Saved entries
Content starts
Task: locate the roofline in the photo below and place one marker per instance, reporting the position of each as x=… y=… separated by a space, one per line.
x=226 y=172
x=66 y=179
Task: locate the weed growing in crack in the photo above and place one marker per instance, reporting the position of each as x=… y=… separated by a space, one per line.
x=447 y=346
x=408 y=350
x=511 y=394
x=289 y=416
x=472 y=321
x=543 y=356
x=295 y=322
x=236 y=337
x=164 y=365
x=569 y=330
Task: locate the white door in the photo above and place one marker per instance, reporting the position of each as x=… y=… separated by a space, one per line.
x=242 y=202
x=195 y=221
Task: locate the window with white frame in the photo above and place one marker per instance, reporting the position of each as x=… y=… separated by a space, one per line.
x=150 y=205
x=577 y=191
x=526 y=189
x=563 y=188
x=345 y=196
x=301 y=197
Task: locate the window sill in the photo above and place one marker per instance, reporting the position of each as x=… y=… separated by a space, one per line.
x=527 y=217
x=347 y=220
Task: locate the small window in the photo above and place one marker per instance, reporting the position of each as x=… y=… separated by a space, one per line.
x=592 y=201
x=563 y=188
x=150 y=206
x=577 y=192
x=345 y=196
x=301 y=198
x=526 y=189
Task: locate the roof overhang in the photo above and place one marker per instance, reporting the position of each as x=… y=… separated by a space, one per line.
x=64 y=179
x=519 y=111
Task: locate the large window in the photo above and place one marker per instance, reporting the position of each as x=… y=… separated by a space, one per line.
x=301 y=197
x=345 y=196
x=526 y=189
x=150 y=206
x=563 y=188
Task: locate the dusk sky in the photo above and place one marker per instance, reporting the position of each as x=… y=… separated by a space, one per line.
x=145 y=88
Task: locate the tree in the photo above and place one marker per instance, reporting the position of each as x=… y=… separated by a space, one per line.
Content ends
**Task directions**
Please output each record exactly as it appears above.

**Output for this task**
Task: locate the roofline in the photo below and place one marker per instance, reporting the position of each as x=… y=… separated by a space, one per line.
x=226 y=172
x=66 y=179
Task: locate the weed growing in crack in the photo above and place one marker per instance, reporting the position of each as x=… y=… separated by a space, one per line.
x=447 y=346
x=408 y=350
x=511 y=394
x=289 y=416
x=472 y=321
x=543 y=356
x=295 y=322
x=236 y=337
x=164 y=365
x=569 y=330
Task: locate the white door in the photo above and place one marker per instance, reporting the position of each as x=… y=… separated by a space, one per line.
x=242 y=202
x=195 y=221
Task: locate the window with white frame in the photo above and place one marker per instance, reporting the position of each as x=… y=… separated by a space, one per line.
x=150 y=205
x=577 y=191
x=526 y=189
x=563 y=188
x=345 y=196
x=301 y=197
Task: locate the window sill in the photo above and place one marker per instance, reporting the position of each as x=… y=… separated by a space, one per line.
x=527 y=217
x=347 y=220
Task: locate the small window in the photo above and place one marker per instance, reporting the position of each as x=… y=… separated by a space, one per line.
x=592 y=201
x=563 y=188
x=150 y=206
x=577 y=192
x=345 y=196
x=301 y=198
x=526 y=189
Task: locate the roof overhang in the photo above and place one marker per instance, reporting the position of each as x=… y=… separated by a space, one per line.
x=64 y=179
x=519 y=111
Task: locate the large window in the photo above and place one marker per instance, reporting the position of each as x=… y=… separated by a space, one per line.
x=301 y=197
x=345 y=196
x=526 y=189
x=150 y=206
x=563 y=188
Task: locate the dusk sky in the photo above and place one marker per instance, reporting the position of each as x=… y=… separated by a space, one per line.
x=145 y=88
Task: locate the tree in the photo above and place one marker per instance, reporting the position of each as x=… y=… separated by a space, one per line.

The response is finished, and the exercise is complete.